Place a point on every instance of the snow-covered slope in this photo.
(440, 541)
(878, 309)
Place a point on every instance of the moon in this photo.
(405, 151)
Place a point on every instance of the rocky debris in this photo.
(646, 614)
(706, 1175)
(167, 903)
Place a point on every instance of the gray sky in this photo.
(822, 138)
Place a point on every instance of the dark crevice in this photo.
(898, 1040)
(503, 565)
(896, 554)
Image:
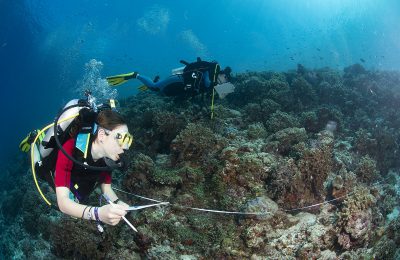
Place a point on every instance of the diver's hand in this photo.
(111, 214)
(123, 204)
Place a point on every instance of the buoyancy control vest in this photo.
(80, 114)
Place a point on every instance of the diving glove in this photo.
(120, 79)
(25, 145)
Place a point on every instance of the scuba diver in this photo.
(78, 152)
(200, 77)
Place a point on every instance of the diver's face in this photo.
(222, 79)
(111, 143)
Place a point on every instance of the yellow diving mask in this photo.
(125, 140)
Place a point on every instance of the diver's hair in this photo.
(107, 119)
(110, 119)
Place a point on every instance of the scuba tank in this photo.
(47, 145)
(58, 132)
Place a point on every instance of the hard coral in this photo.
(195, 143)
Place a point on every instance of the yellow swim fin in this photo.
(120, 79)
(143, 88)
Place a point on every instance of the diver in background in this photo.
(191, 80)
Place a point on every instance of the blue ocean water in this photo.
(48, 48)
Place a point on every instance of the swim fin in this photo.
(143, 88)
(120, 79)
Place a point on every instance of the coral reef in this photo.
(279, 146)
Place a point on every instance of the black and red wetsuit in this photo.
(79, 180)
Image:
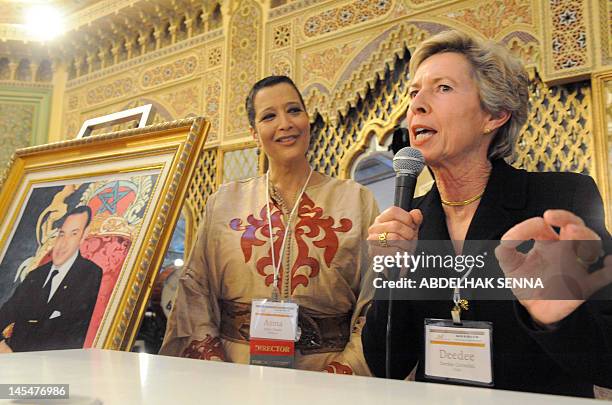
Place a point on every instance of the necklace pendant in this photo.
(275, 293)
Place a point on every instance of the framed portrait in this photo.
(84, 226)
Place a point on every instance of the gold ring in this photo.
(584, 263)
(382, 239)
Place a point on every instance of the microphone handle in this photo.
(405, 185)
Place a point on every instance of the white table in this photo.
(109, 377)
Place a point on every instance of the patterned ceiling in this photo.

Exercise instructions - An exact copy of all the lines above is required, with the pictures removed.

Response to this task -
Place a point on every instance of the snow-covered slope in this photo.
(440, 541)
(878, 309)
Place a point on every instance of the moon in this photo.
(405, 151)
Place a point on every instance of the rocky debris in this photo.
(646, 614)
(706, 1175)
(167, 903)
Place a point on every instance of the gray sky in this photo.
(822, 138)
Place a point on every instance of the dark crevice in this photo.
(898, 1040)
(503, 565)
(896, 554)
Image:
Place a point on every instance of the diver's hand in this photo.
(111, 214)
(123, 204)
Place a point on every instance of the buoyancy control vest in this photo.
(80, 114)
Place a point on every instance of the diving glove in this photo.
(120, 79)
(25, 145)
Place a point on every instance of the scuba diver in this photo.
(78, 152)
(200, 77)
Place a point on every instance of the diver's face in this photo.
(222, 79)
(111, 143)
Place a point on every instance of the yellow diving mask in this photo.
(125, 140)
Place a point on every instance of the diver's hair in this photo.
(107, 119)
(110, 119)
Place a point on every instance of the scuba tank in this photo.
(47, 145)
(58, 132)
Place a point on every instance of the hard coral in this photo.
(195, 143)
Place a point on every instance of the yellow swim fin in this photo.
(120, 79)
(143, 88)
Place a point on every instance of the diver in background in this photo.
(191, 80)
Place a point on every instance of the blue ocean water in this photo.
(48, 48)
Place a point on every instance of the swim fin in this photo.
(143, 88)
(120, 79)
Place a point on every instance of the coral reef in this photo.
(279, 146)
Place a point on every instance of the black and red wetsuit in this photo.
(79, 180)
Image:
Place a point on every instance of the necklace pendant in this photo.
(275, 293)
Place a point on every instance of the framed portrait in this photo.
(84, 226)
Place a point on every instance of the gold ring in this photo.
(584, 263)
(382, 239)
Place a point on every instance of the microphone handle in this photo.
(405, 185)
Place a point on every instance of the white table in this photo.
(109, 377)
Place a point on every instance of the patterned ceiling in this photo.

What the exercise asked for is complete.